*DATA FOR THIS EXERCISE*.
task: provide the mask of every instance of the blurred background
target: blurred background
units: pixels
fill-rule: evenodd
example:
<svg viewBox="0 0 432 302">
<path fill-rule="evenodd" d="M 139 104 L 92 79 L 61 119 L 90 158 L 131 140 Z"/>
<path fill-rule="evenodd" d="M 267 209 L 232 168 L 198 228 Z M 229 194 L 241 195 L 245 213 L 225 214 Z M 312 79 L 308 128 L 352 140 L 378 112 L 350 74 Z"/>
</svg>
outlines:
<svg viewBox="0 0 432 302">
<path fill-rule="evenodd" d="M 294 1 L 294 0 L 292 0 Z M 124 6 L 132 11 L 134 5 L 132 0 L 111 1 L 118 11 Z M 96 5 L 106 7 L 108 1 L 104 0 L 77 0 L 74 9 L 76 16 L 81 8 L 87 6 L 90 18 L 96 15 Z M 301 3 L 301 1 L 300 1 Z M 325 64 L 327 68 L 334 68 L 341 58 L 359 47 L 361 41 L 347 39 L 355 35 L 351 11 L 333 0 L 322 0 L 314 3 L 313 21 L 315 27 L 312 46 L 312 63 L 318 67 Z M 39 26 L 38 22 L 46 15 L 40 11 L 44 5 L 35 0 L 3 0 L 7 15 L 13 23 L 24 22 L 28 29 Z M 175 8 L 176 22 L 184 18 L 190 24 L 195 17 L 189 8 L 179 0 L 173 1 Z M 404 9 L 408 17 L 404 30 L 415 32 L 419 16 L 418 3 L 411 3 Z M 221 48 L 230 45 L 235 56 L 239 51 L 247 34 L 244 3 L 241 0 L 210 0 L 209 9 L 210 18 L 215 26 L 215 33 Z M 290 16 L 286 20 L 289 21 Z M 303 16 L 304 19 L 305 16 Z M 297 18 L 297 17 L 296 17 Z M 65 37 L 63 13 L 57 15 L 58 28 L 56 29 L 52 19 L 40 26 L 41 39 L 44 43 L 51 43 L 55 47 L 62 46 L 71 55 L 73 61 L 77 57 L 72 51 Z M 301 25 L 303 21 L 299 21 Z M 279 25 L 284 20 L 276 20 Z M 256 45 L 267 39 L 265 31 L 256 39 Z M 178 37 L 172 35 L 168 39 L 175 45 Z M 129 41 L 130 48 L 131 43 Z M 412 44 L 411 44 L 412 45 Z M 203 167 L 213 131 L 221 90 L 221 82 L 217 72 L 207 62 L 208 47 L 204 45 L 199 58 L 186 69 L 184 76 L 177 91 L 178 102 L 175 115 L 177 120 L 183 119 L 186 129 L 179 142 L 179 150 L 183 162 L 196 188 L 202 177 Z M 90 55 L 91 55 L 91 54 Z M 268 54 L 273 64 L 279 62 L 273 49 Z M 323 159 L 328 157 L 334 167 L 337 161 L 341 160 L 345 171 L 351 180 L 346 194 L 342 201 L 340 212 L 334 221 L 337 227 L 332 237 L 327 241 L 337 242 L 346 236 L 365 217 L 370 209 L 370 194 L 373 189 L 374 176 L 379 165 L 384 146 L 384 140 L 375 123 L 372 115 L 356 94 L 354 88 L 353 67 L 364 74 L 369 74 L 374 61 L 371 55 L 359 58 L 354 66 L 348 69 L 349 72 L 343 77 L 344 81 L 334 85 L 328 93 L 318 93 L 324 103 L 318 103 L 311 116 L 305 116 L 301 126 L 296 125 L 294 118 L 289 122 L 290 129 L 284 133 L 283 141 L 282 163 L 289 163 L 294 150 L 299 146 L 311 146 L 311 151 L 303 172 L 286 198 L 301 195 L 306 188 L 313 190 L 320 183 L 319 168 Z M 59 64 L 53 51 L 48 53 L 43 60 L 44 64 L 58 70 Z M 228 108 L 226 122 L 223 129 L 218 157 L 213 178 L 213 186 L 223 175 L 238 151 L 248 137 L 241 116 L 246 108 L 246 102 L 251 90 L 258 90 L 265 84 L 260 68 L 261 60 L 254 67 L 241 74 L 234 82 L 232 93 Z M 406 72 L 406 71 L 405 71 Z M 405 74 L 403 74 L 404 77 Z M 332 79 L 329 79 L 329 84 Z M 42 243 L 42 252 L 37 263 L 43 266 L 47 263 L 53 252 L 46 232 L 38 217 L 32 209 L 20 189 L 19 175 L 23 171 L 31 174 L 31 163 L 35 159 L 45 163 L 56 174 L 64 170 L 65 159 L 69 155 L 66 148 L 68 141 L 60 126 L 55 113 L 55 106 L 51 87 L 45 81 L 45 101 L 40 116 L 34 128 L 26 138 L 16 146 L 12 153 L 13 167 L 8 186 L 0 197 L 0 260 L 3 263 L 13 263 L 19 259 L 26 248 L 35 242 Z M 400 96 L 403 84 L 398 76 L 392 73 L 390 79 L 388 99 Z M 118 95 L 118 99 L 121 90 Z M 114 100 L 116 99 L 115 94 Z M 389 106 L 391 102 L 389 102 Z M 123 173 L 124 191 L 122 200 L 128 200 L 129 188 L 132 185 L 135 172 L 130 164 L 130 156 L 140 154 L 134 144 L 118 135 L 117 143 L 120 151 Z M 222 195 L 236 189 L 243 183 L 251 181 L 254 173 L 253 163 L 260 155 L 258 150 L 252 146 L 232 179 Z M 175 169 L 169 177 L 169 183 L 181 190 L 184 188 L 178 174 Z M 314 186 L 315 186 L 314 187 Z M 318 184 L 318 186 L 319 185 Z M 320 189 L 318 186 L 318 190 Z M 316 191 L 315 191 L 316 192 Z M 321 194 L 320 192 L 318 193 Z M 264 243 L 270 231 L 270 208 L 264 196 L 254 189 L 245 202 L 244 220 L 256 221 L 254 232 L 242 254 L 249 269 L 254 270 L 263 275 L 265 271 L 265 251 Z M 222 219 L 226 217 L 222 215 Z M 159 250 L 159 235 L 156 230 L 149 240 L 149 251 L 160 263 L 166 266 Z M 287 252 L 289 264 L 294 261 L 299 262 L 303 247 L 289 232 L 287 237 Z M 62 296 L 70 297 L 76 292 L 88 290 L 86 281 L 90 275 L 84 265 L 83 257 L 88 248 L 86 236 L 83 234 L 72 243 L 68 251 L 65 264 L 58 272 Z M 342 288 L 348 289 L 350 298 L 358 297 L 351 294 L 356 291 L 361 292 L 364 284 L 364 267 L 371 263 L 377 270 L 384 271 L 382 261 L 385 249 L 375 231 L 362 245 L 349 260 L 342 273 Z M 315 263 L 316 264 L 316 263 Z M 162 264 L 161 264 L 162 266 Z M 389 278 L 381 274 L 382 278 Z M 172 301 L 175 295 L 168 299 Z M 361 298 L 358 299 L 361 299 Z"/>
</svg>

*AIM OF THE EXERCISE*. From the rows above, pick out each line containing the word "blurred", matching case exactly, and copy those lines.

*FINISHED EXERCISE*.
task: provide the mask of every instance of the blurred background
target: blurred background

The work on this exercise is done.